Document extract:
(begin)
Thursday, May 21, 2020 – Mac McAnally, a Nashville Songwriters Hall of Fame inductee and 10-time CMA Musician of the Year, will be out with "Once in a Lifetime" on July 31 on Mailboat Records.

Mailboat is the label owned by Jimmy Bufffett. McAnally is a longstanding member of Buffett's Coral Reefer Band. McAnally had a hand in writing every song except Lennon and McCartney's "Norwegian Wood."

The title track, which McAnally wrote with Drake White, is the first single. The song came about when McAnally and White saw each other at a local breakfast spot. When White asked if he was enjoying himself these days, McAnally said, "Yeah, every day. Every day is once in a lifetime." White immediately replied, "We need to get together to write that."

While participating in an art project - novels were given to songwriters and visual artists, who would then create a piece based on their response to the book - McAnally found himself immersed in Harrison Scott Key's memoir, "The World's Largest Man."

"The author came from the same part of the country as me and it woke up a bunch of stuff about my childhood - what it was like hanging with my dad, going to the drugstore, talking about football, politics and religion," McAnally said. "That opened up that part of my brain that I haven't been down into for a while."

Connecting his upbringing in Belmont, Miss. With the book led McAnally to write the swaggering, album-opening shuffle, "Alive and in Between."

"All the way back to the beginning, my songwriting has been built around my guitar playing because I'm not a very confident singer," he said. "I was always trying to make a guitar part sound like a whole arrangement."
(end)
Data extract:
(begin)
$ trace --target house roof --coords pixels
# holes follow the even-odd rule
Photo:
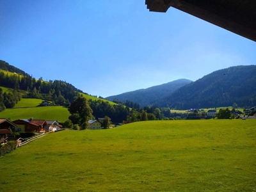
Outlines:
(end)
Work instructions:
1. Return, word for word, the portion of the Mac McAnally article starting at "Thursday, May 21, 2020 – Mac" and ending at "on Mailboat Records.".
2. Extend the article about Mac McAnally's album "Once in a Lifetime," beginning after its final sentence.

Task responses:
1.
Thursday, May 21, 2020 – Mac McAnally, a Nashville Songwriters Hall of Fame inductee and 10-time CMA Musician of the Year, will be out with "Once in a Lifetime" on July 31 on Mailboat Records.

2.
Much of the album reflects McAnally's approach: arrangements based around the guitar with percussion and few auxiliary instruments rounding out each tune. A few exceptions are "Just Right," which was recorded with the Coral Reefer Band in Key West during time off from making a Buffett record, and the bluegrass feel of "Brand New Broken Hear,"

"I'm interested in all kinds of music," he said. "There's obviously some Buffett influence on a few of the things, and I've been playing country music and gospel music all my life. So, there's that influence, too."

Assessing the disc, McAnally said, "I see a guy trying to be a good representation of a human being. I hope there's something in what I do that in some way can make someone else's life a little bit better, too. That's really what I'm shooting for."

The track list is:
Alive and In Between (Mac McAnally)
Almost All Good (Mac McAnally)
Once in a Lifetime feat. Drake White (Drake White and Mac McAnally)
First Sign of Trouble (Mac McAnally)
That's Why They Call It Falling (Mac McAnally)
Changing Channels (Jimmy Buffett, Mac McAnally)
Just Right (Will Kimbrough, Mac McAnally)
Norwegian Wood (This Bird Has Flown) (Paul McCartney and John Lennon)
Good Guys Win (Roger Guth, Mac McAnally)
Just Like It Matters (Mac McAnally)
Brand New Broken Heart (Mac McAnally)
The Better Part of Living (Mac McAnally)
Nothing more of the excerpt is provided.